# Brano scelto
La capsula per l’eutanasia fai-da-te

Scordatevi i viaggi dell’addio oltre confine: un parente o un amico fidato a tenervi la mano, la foto dei congiunti da guardare per l’ultima volta, un’anonima clinica con le stanze tutte uguali e le infermiere così efficienti da sembrare finte. Dimenticate la trafila per trovare la struttura migliore, a cui mandare la richiesta che suona più o meno così: posso venire da voi a morire?. Archiviate l’ansia del distacco, la fine agognata in terra straniera. Mettetevi in una capsula, premete un bottone, e ciao a tutto il mondo. La faccio finita. Adieu. All’inizio potrebbe sembrare come entrare in una navicella spaziale, un gioco di fantascienza, la macchina del tempo simile a quella di Ritorno al Futuro, solo che lì si andava indietro, qui invece si va così avanti da passare oltre. A miglior vita, direbbe qualcuno. 

SPECIALISTA DEL RAMO
La capsula si chiama “Sarco”, da sarcofago ovviamente, ed è una creazione del medico austrialiano Philip Nitschke, il cui nome per alcuni è così complicato che è molto più semplice definirlo «dottor Morte», non fosse altro per la sua specializzazione in una branca sempre più diffusa, non solo all’estero ma anche qui da noi: l’eutanasia. A seconda di come la si pensi in materia, se piaccia o no immaginare il modo migliore per togliersi la vita, il medico in questione è un luminare nel suo campo e almeno dal 1996 è sulla breccia perché è stato il primo a praticare il suicidio assistito nel suo Paese. Nel ’97 Nitschke ha fondato l’associazione “Exit”, per aiutare le persone a uscire da questa esistenza terrena e ad avviarsi in un’altra dimensione e ogni anno organizza meeting in cui invita tutti coloro che hanno «buone idee in proposito» a enunciarle in pubblico, a metterle a disposizione della collettività. Il “dottor Morte” australiano è talmente impegnato nel suo settore da avere perfino creato una sorta di «anarchia eutanasica» nel senso che chiunque può condividere le proprie invenzioni purché siano funzionali ad un unico scopo: uccidersi. “Sarco” è l’ultima frontiera in tal senso, così sofisticata e tecnologica da essere perfino in esposizione a mostre internazionali come è in questi giorni, alla 58esima Biennale di Venezia. Perché tutto nasce da una stampante in 3D portatile che può rendere più elegante il trapasso e, volendo, anche far tornare indietro l’aspirante suicida. Basta schiacciare il pulsante giusto: quello di avvio immette azoto nell’abitacolo per sostituire l’ossigeno in modo che chi respira abbia una sensazione di euforia “alticcia”. Ma se una volta iniziato il processo uno ci ripensa, entro un minuto deve pigiare il bottone di arresto, azionare il portello di fuga e tornare alla vita.

# Scopo del compito
Scrivi il seguito del brano sulla capsula Sarco per l'eutanasia, per favore, riprendendo subito dopo la sua ultima frase. Le righe non servono per svolgere il lavoro.

# Elenco delle righe
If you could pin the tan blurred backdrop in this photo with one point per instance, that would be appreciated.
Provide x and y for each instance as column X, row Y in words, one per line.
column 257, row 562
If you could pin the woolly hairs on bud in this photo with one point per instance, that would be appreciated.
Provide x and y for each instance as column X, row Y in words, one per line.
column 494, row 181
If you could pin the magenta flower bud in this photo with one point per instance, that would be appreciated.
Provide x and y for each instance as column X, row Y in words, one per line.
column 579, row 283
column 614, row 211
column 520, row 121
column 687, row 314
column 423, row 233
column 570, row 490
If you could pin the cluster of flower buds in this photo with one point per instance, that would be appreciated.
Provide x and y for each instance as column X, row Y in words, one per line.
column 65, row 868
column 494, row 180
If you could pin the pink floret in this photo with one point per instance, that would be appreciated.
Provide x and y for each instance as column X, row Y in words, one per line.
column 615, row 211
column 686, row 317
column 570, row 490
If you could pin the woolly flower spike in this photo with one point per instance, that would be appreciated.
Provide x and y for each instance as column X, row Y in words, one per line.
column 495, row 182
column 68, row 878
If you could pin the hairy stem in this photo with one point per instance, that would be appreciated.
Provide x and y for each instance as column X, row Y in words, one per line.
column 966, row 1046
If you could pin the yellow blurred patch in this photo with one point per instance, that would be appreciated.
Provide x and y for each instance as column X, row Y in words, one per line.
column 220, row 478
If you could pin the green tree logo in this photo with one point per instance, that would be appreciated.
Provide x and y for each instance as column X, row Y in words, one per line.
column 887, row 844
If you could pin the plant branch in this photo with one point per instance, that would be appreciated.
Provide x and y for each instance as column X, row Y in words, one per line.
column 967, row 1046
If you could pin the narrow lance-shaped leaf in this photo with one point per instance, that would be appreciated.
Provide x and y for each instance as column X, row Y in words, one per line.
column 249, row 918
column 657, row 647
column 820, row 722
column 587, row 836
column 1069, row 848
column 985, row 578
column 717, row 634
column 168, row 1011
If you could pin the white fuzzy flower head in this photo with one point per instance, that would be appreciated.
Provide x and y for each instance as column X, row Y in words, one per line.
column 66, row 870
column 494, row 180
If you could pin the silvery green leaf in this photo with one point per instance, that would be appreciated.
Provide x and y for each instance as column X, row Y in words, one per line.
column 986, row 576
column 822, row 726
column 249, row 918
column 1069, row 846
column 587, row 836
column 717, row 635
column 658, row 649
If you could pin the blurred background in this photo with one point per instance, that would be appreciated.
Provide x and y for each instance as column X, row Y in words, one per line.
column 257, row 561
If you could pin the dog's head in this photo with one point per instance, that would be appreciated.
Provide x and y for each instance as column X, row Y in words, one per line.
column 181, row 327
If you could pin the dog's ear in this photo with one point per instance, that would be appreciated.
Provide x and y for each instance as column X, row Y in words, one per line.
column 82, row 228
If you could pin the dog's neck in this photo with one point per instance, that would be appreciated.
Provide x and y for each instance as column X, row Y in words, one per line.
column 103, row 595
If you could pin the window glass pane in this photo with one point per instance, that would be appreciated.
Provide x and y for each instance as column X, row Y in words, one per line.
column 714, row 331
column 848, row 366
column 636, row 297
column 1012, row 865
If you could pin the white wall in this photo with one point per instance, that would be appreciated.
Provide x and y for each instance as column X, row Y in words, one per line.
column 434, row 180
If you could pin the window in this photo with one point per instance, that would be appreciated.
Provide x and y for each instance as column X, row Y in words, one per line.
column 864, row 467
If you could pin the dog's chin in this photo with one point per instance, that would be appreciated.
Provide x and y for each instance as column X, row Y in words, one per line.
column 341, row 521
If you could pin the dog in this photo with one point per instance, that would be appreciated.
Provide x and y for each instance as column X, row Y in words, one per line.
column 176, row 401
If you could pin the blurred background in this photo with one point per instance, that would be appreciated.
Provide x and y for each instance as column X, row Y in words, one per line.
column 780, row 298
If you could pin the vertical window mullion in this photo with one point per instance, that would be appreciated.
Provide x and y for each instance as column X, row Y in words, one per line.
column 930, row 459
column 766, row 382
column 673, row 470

# Risposta al compito
ESPOSTA 6 MESI
La macchina, già soprannominata “il baccello della morte”, rimarrà esposta a Venezia per 6 mesi prima di essere spedita in Svizzera, dove sarà utilizzata, proprio lì dove l’eutanasia è legale e dove tanti italiani decidono di andare a morire nelle cliniche con le stanze tutte uguali e il personale super efficiente. Per ora non dovrebbe essere commercializzata in altri Stati, ma Nitschke è pronto a giurare che le richieste saranno talmente numerose che tante persone vorranno avere “Sarco” a portata di mano. Senza andare più in Svizzera.